- WRITTEN EXERCISE 1 -
Return every line of the entries that contains the word "rampart", treating uppercase and lowercase letters as different.
- WRITTEN EXERCISE 2 -
Go on with the discussion of the overheating boat engine, picking up right after its last sentence.

- SOURCE EXTRACT -

I once debugged a cooling problem to the situation that the mechanic who winterized the system somehow sucked up the little cardboard cap from an antifreeze jug into the cooling system. An hour or so underway in the next season, the little cap found a bend and blocked the system.
I have used this product to solve an overheating issue I had. It worked well.

http://trac-online.com/pdf/TDS-Barnacle_Buster.pdf
A common problem on our Westerbeke model is restricted coolant flow due to debris in the internal cooling system. Specifically degrading pieces of the heat exchanger's zinc collect over time in a joint, gradually reducing flow. Backwashing the system solves the problem.
I have heard of the zinc problem before. A friend of mine, who delivered yachts in a previous life, was relating that to me as well. How do you back wash a system like that? Also, this is the second heat exchanger that we have put on with the same results. I am at a loss.:confused:
Is it really hot?

Might want to put the sender in boiling water and use a meat thermometer and watch the gage as the water cools.
Has anyone been fooling with the prop recently?
An overproped boat will overheat the engine.
Long shot but if it is your problem nothing inside the boat is going to fix it.

Another long shot is low compression. Really bad news of course but easy to check. Another one of those things you check last.

We had a raw water pump that looked find and pumped fine but the overheating problem went away after it was replaced.
How do you know for sure you are getting enough water.

Also some systems have a raw water thermostat that could be stuck.
I figure that the raw water pump is working fine because I am getting what I think is a good solid, steady stream of water out the overboard discharge. I don't want to think about low compression...it makes my wallet ache...HA Actually it is easy to check and I will have to take a close look at that. The delivery captain seems to think that it may be blowing some of the coolant out into the raw water, since it did lose about a quart over night.

Using a heat gun, he checked the temp at the block and it was about 210 ish. This was after he noticed the water boiling out through the cap and brought it back down to idle then it cooled back down to normal operating temp. The high temp goes off over 180.

- MATERIALS PROVIDED -
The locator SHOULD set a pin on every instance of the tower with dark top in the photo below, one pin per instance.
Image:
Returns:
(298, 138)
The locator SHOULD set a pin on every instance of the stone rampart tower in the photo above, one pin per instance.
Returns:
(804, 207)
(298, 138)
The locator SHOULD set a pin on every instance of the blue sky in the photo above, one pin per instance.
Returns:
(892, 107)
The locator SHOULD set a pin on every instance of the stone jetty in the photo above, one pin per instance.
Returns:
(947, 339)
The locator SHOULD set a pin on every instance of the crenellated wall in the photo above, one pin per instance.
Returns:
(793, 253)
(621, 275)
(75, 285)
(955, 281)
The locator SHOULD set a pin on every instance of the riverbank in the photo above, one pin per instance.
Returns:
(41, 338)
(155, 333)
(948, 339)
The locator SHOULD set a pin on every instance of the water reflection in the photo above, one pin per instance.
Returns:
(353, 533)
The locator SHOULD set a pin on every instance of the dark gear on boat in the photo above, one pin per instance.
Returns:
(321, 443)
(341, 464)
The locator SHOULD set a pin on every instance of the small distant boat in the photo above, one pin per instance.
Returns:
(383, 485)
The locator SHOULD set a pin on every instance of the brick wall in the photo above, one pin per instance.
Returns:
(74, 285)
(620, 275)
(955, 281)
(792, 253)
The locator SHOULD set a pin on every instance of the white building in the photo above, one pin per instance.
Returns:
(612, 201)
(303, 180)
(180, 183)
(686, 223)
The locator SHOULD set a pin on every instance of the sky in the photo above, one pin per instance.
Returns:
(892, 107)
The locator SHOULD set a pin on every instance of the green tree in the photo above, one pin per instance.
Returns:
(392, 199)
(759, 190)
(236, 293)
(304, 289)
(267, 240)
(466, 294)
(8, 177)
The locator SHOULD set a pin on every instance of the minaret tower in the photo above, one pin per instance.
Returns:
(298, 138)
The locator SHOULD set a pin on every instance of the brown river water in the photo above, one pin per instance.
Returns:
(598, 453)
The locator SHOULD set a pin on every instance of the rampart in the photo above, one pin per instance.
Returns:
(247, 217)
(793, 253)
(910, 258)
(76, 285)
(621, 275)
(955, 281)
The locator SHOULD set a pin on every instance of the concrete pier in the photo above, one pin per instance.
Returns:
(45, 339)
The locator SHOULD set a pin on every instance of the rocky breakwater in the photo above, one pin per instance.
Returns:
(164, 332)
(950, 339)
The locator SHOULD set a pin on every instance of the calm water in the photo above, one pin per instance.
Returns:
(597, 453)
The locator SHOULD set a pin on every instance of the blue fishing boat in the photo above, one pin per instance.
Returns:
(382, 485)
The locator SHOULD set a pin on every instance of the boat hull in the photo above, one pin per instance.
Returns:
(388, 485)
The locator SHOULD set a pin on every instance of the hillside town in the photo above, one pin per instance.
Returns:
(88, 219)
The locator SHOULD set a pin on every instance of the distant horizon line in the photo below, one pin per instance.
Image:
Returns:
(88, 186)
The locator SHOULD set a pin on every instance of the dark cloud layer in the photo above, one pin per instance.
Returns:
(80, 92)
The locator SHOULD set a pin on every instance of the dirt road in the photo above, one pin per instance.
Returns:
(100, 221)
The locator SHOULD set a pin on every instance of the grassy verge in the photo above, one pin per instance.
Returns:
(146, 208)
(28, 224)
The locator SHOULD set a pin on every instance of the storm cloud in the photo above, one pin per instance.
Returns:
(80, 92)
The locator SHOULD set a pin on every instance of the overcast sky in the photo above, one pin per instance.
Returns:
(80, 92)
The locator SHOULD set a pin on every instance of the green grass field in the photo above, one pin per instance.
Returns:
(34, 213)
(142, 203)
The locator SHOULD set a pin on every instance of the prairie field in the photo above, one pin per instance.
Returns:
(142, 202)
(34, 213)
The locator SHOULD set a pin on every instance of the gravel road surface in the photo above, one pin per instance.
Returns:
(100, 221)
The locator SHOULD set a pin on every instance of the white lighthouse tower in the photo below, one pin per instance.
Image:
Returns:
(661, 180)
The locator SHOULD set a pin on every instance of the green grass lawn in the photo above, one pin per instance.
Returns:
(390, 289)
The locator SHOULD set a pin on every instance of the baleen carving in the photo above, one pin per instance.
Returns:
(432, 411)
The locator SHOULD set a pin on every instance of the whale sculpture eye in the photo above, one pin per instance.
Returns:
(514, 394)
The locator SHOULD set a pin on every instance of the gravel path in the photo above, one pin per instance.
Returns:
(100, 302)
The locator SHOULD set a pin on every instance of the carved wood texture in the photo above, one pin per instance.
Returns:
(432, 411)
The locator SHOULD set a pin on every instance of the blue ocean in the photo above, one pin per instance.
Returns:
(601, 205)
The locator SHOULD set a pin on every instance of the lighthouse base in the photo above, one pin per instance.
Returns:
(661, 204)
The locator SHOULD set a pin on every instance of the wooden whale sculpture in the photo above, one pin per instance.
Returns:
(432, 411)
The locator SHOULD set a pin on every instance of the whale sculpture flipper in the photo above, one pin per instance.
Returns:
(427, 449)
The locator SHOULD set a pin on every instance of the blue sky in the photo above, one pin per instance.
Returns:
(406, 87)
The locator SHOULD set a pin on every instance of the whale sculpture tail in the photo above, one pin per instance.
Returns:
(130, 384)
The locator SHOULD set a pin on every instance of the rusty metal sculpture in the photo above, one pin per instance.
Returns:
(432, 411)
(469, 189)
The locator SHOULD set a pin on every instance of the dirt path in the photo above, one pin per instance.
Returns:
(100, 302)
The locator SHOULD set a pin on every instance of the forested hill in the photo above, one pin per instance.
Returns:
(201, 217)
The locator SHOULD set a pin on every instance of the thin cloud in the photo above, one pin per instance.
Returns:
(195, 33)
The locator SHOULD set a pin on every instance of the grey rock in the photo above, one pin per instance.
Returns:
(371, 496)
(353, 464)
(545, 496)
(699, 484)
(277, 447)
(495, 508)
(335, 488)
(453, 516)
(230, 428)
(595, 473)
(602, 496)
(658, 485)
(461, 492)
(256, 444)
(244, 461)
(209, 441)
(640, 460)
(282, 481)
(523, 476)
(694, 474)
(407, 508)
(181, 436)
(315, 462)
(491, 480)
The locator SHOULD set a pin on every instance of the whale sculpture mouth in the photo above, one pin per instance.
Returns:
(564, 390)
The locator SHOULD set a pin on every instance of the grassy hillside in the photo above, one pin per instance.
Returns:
...
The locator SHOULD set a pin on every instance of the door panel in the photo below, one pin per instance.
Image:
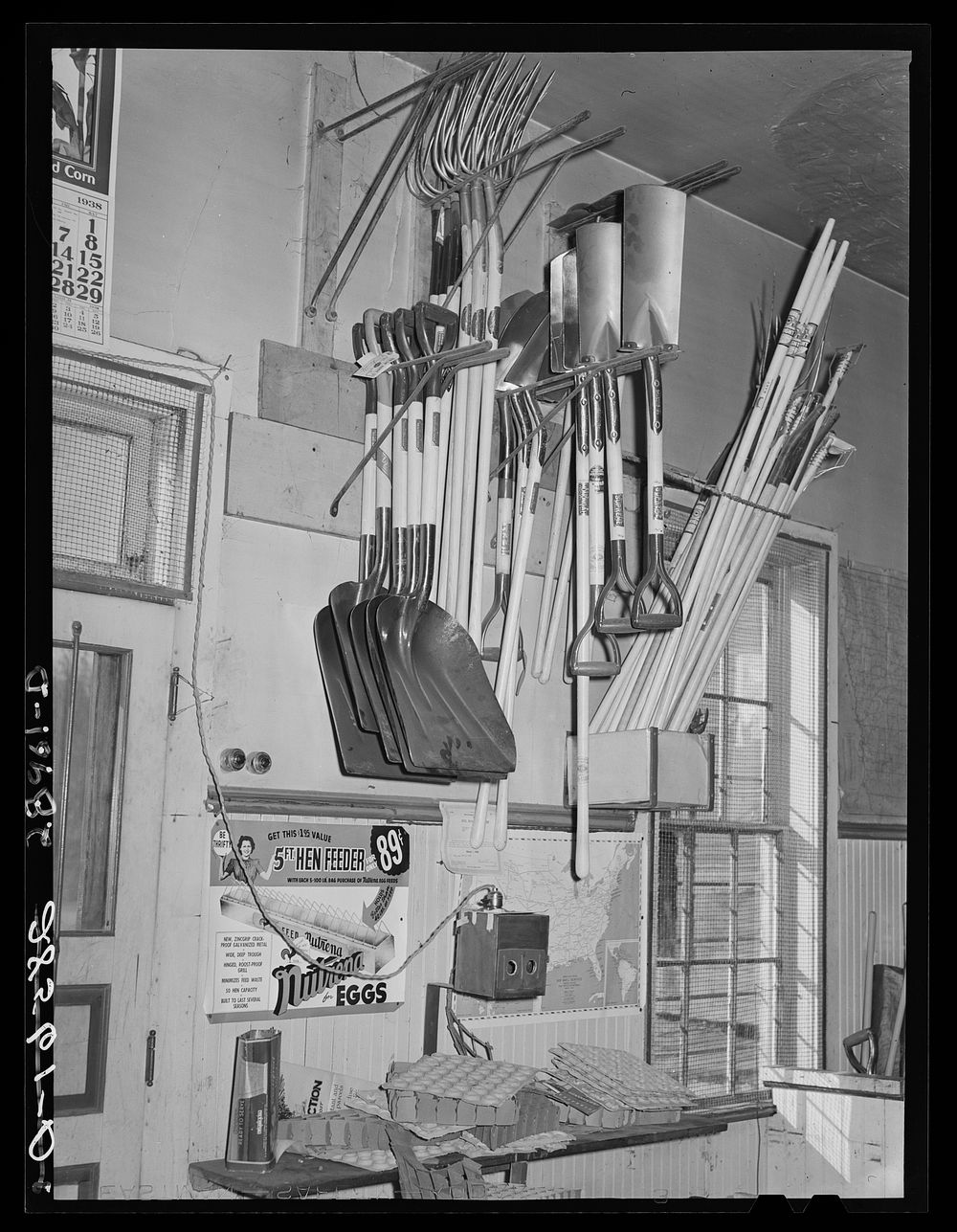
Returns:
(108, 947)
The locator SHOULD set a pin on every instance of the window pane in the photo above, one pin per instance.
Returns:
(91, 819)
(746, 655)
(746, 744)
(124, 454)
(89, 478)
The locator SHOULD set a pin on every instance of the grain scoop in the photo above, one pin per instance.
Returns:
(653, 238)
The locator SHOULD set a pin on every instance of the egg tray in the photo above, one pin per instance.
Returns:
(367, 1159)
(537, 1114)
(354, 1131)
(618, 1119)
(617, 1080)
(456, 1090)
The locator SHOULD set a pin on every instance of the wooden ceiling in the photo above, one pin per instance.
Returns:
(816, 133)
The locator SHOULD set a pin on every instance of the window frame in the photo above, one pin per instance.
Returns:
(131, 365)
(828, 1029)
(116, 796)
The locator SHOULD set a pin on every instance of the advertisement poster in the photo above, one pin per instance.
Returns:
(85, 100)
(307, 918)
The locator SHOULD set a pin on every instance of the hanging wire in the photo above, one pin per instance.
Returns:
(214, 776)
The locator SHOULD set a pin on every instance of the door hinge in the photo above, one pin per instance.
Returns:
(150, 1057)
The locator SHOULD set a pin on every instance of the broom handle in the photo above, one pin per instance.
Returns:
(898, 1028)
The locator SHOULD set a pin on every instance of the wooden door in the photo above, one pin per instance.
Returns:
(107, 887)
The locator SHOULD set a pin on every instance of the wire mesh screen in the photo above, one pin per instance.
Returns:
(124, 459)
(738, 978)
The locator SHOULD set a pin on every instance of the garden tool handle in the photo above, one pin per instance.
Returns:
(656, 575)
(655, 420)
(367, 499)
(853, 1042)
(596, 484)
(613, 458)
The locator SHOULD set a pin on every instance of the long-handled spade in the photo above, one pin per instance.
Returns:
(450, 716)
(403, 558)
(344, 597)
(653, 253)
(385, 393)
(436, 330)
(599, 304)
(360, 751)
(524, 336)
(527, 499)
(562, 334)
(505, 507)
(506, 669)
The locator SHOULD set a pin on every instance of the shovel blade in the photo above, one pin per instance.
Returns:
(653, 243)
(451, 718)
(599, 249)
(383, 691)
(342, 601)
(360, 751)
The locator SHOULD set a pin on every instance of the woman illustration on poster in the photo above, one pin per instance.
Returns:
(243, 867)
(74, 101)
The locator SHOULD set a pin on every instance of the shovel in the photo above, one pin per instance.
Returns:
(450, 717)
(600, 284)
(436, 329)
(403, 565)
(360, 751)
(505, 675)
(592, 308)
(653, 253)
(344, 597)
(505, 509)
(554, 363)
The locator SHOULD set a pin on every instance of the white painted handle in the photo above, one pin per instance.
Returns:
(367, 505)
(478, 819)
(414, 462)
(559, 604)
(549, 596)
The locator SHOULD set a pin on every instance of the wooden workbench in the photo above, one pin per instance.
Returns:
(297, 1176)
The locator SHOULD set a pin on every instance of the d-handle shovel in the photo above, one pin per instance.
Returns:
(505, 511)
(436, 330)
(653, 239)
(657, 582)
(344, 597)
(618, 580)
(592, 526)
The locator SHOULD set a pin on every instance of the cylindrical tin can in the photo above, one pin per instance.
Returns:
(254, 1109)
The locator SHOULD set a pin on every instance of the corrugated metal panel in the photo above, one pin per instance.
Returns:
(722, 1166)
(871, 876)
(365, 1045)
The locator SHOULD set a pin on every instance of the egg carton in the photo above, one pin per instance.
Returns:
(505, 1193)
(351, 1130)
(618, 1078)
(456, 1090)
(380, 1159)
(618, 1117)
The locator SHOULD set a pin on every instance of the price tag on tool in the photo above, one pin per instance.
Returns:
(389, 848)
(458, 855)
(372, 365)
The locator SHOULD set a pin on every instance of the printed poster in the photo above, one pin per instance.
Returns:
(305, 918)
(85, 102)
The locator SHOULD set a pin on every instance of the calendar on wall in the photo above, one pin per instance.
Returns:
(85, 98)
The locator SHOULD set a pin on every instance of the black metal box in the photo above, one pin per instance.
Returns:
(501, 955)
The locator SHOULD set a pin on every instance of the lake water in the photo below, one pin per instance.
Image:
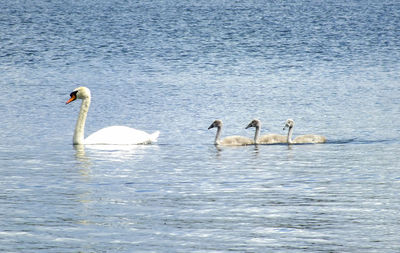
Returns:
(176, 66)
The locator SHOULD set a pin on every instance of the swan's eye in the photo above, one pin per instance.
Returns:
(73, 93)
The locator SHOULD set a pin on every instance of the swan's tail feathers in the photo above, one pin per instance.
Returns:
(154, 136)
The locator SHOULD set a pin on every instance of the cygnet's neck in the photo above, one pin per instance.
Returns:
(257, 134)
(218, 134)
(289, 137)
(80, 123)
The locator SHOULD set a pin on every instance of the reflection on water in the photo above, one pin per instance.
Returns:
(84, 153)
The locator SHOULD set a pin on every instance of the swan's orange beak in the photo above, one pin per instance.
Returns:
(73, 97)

- REPLY 1 -
The locator SHOULD set a pin on every instance of the stone rampart tower in the photo above, one pin per instance.
The locator SHOULD set a pin on every instance of the rampart in the photo above, one pin per instance.

- REPLY 2 -
The quart missing from the freshwater is worrisome and possible to be minor or a pretty bad thing. But if both fresh and raw water systems appear OK it could be a clogged exhaust elbow, how many hours on the engine & has the elbow been checked/cleaned in the recent past. Picture how fast an engine would heat if the exhaust was restricted by half, not too bad at idle but run it up and put a load on and things get hot in a hurry.
I had the same problem, the alarms went off telling me it was over heating. After checking and changing everything that could be changed it still would read hot at higher RPMs. The sending unit was bad. After someone here suggested I use an infrared thermometer this confirmed that indeed it wasn't truly over heating just a bad sending unit.
The exhaust elbow is something that I definitely need to check. and I want to thank you all for all your help.
Scanning through the entries, I can't find where anyone did this:

Start the engine cold. Leave the filler cap off the cooling system.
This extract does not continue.